• **Given task**: Copy the entries word for word, from their start through the line containing "[241, 110, 306, 160]", including that line. Leave out the pictures.

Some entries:
=====

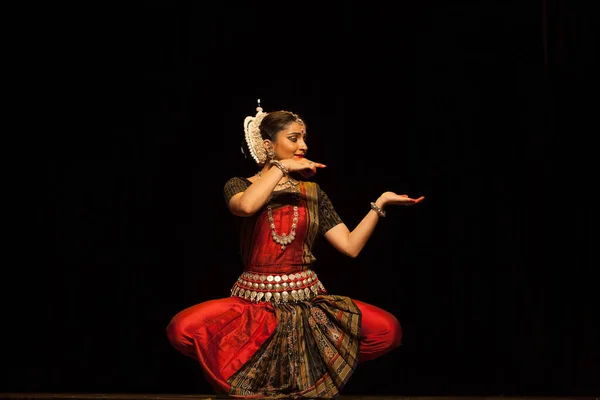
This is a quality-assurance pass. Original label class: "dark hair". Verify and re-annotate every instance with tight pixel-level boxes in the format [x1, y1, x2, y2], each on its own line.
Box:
[260, 110, 306, 141]
[241, 110, 306, 160]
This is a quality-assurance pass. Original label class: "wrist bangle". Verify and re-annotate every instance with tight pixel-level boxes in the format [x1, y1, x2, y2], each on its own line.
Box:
[269, 160, 288, 176]
[371, 202, 385, 217]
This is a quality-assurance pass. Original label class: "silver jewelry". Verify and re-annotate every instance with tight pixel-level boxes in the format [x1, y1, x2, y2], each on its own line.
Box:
[267, 204, 298, 250]
[256, 171, 300, 190]
[269, 160, 289, 175]
[371, 202, 385, 217]
[244, 99, 267, 165]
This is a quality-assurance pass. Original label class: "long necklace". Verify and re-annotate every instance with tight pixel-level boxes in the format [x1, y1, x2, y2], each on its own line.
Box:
[256, 171, 298, 250]
[267, 204, 298, 250]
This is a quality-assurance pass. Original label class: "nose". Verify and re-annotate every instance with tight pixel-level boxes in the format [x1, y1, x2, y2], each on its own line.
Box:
[298, 139, 308, 152]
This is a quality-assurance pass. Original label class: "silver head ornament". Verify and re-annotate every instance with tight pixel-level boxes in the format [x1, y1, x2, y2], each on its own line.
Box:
[244, 99, 267, 165]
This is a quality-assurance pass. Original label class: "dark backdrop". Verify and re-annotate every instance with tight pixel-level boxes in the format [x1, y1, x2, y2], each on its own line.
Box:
[8, 0, 600, 395]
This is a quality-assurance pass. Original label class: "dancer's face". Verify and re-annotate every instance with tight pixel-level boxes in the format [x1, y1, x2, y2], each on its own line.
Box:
[273, 122, 308, 160]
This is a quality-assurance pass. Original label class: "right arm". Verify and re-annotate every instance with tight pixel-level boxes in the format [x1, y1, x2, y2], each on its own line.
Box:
[229, 167, 283, 217]
[228, 158, 325, 217]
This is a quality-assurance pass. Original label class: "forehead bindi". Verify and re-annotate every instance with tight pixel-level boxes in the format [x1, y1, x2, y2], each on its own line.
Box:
[281, 122, 306, 136]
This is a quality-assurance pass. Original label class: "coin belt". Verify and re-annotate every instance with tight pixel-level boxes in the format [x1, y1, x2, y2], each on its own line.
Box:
[231, 269, 325, 304]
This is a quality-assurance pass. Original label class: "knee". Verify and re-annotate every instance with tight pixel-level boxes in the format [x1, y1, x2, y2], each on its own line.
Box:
[166, 315, 189, 347]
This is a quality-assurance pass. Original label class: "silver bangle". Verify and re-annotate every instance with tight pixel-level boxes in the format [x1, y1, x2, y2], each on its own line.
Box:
[371, 202, 385, 217]
[269, 160, 288, 176]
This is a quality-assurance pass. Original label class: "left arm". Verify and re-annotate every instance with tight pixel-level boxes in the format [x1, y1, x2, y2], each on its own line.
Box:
[324, 192, 425, 258]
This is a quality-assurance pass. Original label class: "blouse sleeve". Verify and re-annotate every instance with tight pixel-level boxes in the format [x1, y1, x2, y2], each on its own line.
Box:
[223, 177, 250, 204]
[318, 187, 343, 235]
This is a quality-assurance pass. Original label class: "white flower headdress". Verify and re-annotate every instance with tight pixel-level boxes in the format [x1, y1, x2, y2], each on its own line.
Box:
[244, 99, 267, 165]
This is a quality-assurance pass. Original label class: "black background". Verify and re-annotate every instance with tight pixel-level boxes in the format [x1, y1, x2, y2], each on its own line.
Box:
[7, 0, 600, 395]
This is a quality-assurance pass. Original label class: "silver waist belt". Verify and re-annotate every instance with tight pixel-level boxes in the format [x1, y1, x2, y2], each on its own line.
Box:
[231, 269, 325, 304]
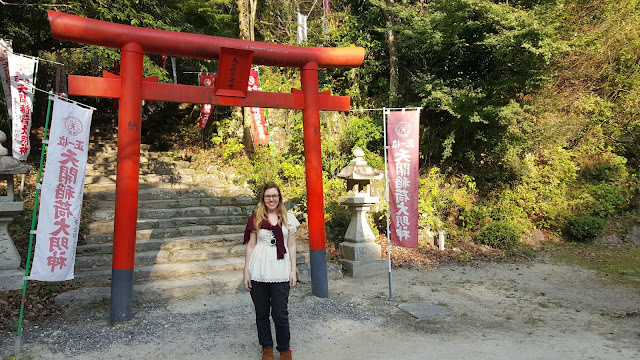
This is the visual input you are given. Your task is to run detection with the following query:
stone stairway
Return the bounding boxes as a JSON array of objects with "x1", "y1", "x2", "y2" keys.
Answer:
[{"x1": 56, "y1": 125, "x2": 256, "y2": 306}]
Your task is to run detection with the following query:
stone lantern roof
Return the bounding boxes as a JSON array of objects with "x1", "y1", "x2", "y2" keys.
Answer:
[{"x1": 337, "y1": 147, "x2": 384, "y2": 180}]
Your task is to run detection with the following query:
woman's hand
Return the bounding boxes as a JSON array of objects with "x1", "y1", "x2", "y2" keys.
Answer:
[
  {"x1": 242, "y1": 271, "x2": 251, "y2": 291},
  {"x1": 289, "y1": 270, "x2": 298, "y2": 289}
]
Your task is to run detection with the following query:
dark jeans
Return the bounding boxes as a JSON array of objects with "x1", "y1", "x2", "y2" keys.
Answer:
[{"x1": 251, "y1": 280, "x2": 291, "y2": 351}]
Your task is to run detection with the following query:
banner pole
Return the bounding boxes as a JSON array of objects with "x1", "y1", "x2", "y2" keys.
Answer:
[
  {"x1": 382, "y1": 108, "x2": 393, "y2": 301},
  {"x1": 15, "y1": 91, "x2": 53, "y2": 355}
]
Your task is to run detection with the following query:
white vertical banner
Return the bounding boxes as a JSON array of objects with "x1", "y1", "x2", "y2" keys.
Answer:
[
  {"x1": 9, "y1": 53, "x2": 38, "y2": 160},
  {"x1": 56, "y1": 54, "x2": 69, "y2": 97},
  {"x1": 298, "y1": 13, "x2": 307, "y2": 44},
  {"x1": 386, "y1": 109, "x2": 420, "y2": 248},
  {"x1": 0, "y1": 39, "x2": 13, "y2": 118},
  {"x1": 29, "y1": 98, "x2": 93, "y2": 281}
]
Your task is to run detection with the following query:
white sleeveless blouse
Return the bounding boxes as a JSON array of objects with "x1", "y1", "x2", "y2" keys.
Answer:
[{"x1": 249, "y1": 213, "x2": 300, "y2": 283}]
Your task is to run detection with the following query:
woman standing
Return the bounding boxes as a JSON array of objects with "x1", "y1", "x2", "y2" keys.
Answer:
[{"x1": 243, "y1": 182, "x2": 300, "y2": 360}]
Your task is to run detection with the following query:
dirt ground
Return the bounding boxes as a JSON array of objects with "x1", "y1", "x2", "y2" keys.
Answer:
[{"x1": 0, "y1": 255, "x2": 640, "y2": 360}]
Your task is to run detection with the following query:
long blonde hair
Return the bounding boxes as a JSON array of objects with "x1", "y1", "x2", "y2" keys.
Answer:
[{"x1": 253, "y1": 182, "x2": 287, "y2": 232}]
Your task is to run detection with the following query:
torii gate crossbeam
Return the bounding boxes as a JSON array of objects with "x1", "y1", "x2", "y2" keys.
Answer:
[{"x1": 47, "y1": 10, "x2": 364, "y2": 322}]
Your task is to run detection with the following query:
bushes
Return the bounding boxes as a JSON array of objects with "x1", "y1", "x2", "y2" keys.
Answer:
[
  {"x1": 476, "y1": 221, "x2": 522, "y2": 249},
  {"x1": 568, "y1": 215, "x2": 606, "y2": 242}
]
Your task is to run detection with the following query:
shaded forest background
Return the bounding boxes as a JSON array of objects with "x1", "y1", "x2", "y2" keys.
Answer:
[{"x1": 0, "y1": 0, "x2": 640, "y2": 248}]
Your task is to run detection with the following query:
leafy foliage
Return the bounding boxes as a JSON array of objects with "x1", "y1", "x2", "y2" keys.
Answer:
[
  {"x1": 476, "y1": 221, "x2": 522, "y2": 249},
  {"x1": 568, "y1": 215, "x2": 606, "y2": 242}
]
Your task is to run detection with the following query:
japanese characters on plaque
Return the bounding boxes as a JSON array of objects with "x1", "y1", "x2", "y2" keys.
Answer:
[
  {"x1": 29, "y1": 99, "x2": 93, "y2": 281},
  {"x1": 387, "y1": 110, "x2": 420, "y2": 248},
  {"x1": 8, "y1": 52, "x2": 38, "y2": 160},
  {"x1": 247, "y1": 69, "x2": 269, "y2": 144}
]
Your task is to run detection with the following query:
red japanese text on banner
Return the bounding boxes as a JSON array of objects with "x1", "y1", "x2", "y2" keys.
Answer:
[
  {"x1": 387, "y1": 110, "x2": 420, "y2": 248},
  {"x1": 198, "y1": 73, "x2": 216, "y2": 129},
  {"x1": 0, "y1": 39, "x2": 13, "y2": 117},
  {"x1": 247, "y1": 69, "x2": 269, "y2": 145},
  {"x1": 297, "y1": 13, "x2": 307, "y2": 44},
  {"x1": 9, "y1": 53, "x2": 38, "y2": 160},
  {"x1": 56, "y1": 64, "x2": 69, "y2": 97},
  {"x1": 29, "y1": 99, "x2": 93, "y2": 281}
]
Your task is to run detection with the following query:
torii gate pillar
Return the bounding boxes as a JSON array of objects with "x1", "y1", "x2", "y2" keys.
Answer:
[
  {"x1": 300, "y1": 62, "x2": 329, "y2": 298},
  {"x1": 111, "y1": 43, "x2": 144, "y2": 322}
]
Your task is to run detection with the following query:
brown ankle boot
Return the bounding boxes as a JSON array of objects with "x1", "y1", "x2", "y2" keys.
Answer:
[{"x1": 262, "y1": 346, "x2": 273, "y2": 360}]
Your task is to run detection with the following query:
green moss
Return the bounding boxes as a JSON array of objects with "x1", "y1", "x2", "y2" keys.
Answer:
[{"x1": 552, "y1": 244, "x2": 640, "y2": 286}]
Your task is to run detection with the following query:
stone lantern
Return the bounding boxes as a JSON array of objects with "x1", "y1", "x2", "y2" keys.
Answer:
[
  {"x1": 0, "y1": 131, "x2": 31, "y2": 290},
  {"x1": 338, "y1": 148, "x2": 386, "y2": 277}
]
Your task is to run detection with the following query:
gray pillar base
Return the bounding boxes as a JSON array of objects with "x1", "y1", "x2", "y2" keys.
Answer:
[
  {"x1": 309, "y1": 249, "x2": 329, "y2": 298},
  {"x1": 110, "y1": 269, "x2": 133, "y2": 322}
]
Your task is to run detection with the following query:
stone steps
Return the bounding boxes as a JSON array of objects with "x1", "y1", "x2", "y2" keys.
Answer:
[{"x1": 63, "y1": 122, "x2": 264, "y2": 303}]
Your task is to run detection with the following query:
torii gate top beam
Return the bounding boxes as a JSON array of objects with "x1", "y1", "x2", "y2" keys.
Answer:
[{"x1": 47, "y1": 10, "x2": 364, "y2": 68}]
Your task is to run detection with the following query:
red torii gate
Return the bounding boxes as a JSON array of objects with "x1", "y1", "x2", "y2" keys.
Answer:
[{"x1": 47, "y1": 10, "x2": 364, "y2": 321}]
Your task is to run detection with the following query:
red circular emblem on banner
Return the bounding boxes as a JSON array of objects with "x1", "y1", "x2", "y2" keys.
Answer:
[
  {"x1": 64, "y1": 116, "x2": 82, "y2": 136},
  {"x1": 396, "y1": 121, "x2": 411, "y2": 137}
]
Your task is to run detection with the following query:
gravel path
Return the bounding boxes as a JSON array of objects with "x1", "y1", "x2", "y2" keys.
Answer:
[{"x1": 0, "y1": 261, "x2": 640, "y2": 360}]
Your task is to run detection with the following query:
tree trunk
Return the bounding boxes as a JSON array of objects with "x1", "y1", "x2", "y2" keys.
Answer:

=====

• **Worked solution**:
This is a quality-assurance pass. Original label class: "dark hair". Verify and re-annotate every instance with tight pixel-level boxes in the format [x1, y1, x2, y2], each on its own line.
Box:
[260, 110, 306, 141]
[241, 110, 306, 160]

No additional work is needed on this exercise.